#### Your objective:
Return the records in full, exactly as given.

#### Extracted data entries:
-- -- --

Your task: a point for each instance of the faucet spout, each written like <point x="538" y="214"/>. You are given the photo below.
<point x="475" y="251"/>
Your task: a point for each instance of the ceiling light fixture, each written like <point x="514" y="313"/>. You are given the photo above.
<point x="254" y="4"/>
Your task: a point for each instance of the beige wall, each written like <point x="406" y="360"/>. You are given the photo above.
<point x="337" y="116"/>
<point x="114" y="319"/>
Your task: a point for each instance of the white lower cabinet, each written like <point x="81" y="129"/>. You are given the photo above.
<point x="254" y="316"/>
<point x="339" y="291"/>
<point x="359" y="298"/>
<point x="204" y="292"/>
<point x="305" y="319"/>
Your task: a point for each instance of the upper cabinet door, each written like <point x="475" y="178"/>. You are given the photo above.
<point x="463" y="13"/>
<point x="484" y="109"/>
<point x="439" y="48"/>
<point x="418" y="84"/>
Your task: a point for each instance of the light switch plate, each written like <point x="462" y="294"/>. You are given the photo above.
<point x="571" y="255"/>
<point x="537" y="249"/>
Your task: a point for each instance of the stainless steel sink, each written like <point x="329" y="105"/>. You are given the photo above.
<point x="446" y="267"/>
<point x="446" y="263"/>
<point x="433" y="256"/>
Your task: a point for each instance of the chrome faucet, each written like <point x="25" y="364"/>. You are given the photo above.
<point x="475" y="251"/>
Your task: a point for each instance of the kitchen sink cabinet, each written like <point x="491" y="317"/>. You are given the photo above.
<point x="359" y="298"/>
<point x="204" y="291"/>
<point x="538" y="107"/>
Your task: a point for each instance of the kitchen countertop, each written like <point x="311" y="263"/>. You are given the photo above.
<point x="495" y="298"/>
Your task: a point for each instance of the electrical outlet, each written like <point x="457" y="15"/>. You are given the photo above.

-- -- --

#### Exercise solution:
Your task: a point for each instance of the faucet spout, each written like <point x="538" y="214"/>. You are given the photo below.
<point x="475" y="251"/>
Your task: a point for each instance of the ceiling light fixture, each written like <point x="514" y="313"/>. You are given the photo above.
<point x="254" y="4"/>
Your task: a point for each instance of the beige wall, each written like <point x="406" y="360"/>. You are given the photo above.
<point x="337" y="116"/>
<point x="114" y="319"/>
Your task: a point for each instance of the white lower cabinet, each written like <point x="81" y="129"/>. You are given the photo above.
<point x="254" y="316"/>
<point x="339" y="291"/>
<point x="359" y="298"/>
<point x="204" y="292"/>
<point x="305" y="319"/>
Your task: a point for each instance of the upper cabinet door, each written like <point x="475" y="178"/>. You are given the photo above.
<point x="463" y="13"/>
<point x="484" y="109"/>
<point x="439" y="48"/>
<point x="418" y="84"/>
Your task: a point for each instance of the light switch plate, each written like <point x="462" y="294"/>. You are given the photo above.
<point x="571" y="255"/>
<point x="537" y="249"/>
Your task: a point for each instance of the stainless steel sink, each written like <point x="329" y="105"/>. You are given the photo above.
<point x="446" y="267"/>
<point x="446" y="263"/>
<point x="433" y="256"/>
Your task: a point for each instance of the chrome faucet, each written like <point x="25" y="364"/>. You are given the photo above.
<point x="475" y="251"/>
Your task: a point for each instance of the kitchen sink cabinet, each written like <point x="491" y="317"/>. You are given the photo above.
<point x="359" y="298"/>
<point x="204" y="291"/>
<point x="538" y="107"/>
Your task: a point for each instance of the kitchen countertop, each written like <point x="311" y="263"/>. You are given the photo above.
<point x="495" y="298"/>
Your task: a point for each instance of the electrical outlet, each written like <point x="457" y="15"/>. You are given the photo above.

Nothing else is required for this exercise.